* **Problem description**
Return the complete passage on AUC-guided tobramycin dosing and model-informed precision dosing word for word, with no changes.

Start of Extract to read

AUC-guided dosing can be difficult to implement in clinical care. It requires multiple timed concentrations, complex PK calculations, and potentially additional training for clinicians and pharmacists. In addition, traditional AUC calculations based on simple first-order PK equations require precise sample timing, assumption of a one-compartment model, and steady-state kinetics [14], all of which may not be valid during clinical care. Our previous work characterized the challenges of implementing AUC-guided dosing using traditional approaches for tobramycin in a pediatric CF population and demonstrated low target attainment, need for repeated TDM sampling, and inconsistent practice [15].

Model-informed precision dosing (MIPD) offers a powerful solution to support AUC-guided dosing [16,17]. MIPD leverages Bayesian forecasting anchored to high-quality population PK models and patient information (e.g., demographics, renal function, dosing history, infusion times, serum concentrations) to estimate a patient’s individual PK and exposure. The approach can readily handle the sparse, highly variable data that are frequently encountered in clinical care, and MIPD does not require steady-state assumptions. User-friendly software platforms supporting MIPD have also been developed that can be readily integrated within the electronic health record (EHR) offering point of care accessibility and reduced burden of manual data entry [18,19]. Taken together, MIPD offers the potential to support the timely calculation of AUC, evaluation of dosing regimens, and development of personalized dose recommendations tailored to each patient in a standardized way across providers.

End of Extract to read
Start of Material provided

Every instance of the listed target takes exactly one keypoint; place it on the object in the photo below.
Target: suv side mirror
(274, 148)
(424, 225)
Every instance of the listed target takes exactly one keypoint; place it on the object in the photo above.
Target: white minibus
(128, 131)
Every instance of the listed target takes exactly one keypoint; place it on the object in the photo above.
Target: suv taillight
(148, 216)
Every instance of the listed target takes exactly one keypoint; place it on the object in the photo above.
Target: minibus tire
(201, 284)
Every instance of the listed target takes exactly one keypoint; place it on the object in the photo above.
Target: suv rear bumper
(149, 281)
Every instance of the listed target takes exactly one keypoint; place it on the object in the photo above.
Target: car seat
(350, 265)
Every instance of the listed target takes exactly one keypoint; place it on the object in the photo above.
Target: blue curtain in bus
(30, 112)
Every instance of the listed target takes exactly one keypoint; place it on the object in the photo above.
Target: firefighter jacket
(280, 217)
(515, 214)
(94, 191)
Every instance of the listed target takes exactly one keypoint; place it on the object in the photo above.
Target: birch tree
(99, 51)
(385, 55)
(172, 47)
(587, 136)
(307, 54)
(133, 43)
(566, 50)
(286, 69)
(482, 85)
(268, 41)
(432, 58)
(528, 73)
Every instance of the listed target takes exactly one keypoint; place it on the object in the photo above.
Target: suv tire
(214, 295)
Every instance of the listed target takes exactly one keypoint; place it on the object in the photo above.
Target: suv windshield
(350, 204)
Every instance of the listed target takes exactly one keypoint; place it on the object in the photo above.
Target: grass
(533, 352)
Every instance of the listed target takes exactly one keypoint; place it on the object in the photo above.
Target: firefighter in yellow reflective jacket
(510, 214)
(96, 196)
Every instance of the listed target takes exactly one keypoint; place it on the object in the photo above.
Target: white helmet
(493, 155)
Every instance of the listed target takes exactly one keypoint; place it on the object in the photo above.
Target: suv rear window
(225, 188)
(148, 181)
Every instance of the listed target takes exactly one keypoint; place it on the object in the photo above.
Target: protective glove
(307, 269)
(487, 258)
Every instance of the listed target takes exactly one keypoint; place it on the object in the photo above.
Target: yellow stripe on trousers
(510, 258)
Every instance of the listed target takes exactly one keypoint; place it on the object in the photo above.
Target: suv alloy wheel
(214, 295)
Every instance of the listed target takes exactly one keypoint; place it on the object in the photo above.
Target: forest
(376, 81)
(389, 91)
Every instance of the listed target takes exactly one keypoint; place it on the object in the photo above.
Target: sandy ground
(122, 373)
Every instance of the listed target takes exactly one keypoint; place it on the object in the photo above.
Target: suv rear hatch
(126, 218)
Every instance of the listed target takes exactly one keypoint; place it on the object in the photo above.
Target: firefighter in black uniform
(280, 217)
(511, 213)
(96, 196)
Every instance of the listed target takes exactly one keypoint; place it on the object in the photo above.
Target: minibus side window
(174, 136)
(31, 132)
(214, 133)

End of Material provided

* **Solution for this exercise**
AUC-guided dosing can be difficult to implement in clinical care. It requires multiple timed concentrations, complex PK calculations, and potentially additional training for clinicians and pharmacists. In addition, traditional AUC calculations based on simple first-order PK equations require precise sample timing, assumption of a one-compartment model, and steady-state kinetics [14], all of which may not be valid during clinical care. Our previous work characterized the challenges of implementing AUC-guided dosing using traditional approaches for tobramycin in a pediatric CF population and demonstrated low target attainment, need for repeated TDM sampling, and inconsistent practice [15].

Model-informed precision dosing (MIPD) offers a powerful solution to support AUC-guided dosing [16,17]. MIPD leverages Bayesian forecasting anchored to high-quality population PK models and patient information (e.g., demographics, renal function, dosing history, infusion times, serum concentrations) to estimate a patient’s individual PK and exposure. The approach can readily handle the sparse, highly variable data that are frequently encountered in clinical care, and MIPD does not require steady-state assumptions. User-friendly software platforms supporting MIPD have also been developed that can be readily integrated within the electronic health record (EHR) offering point of care accessibility and reduced burden of manual data entry [18,19]. Taken together, MIPD offers the potential to support the timely calculation of AUC, evaluation of dosing regimens, and development of personalized dose recommendations tailored to each patient in a standardized way across providers.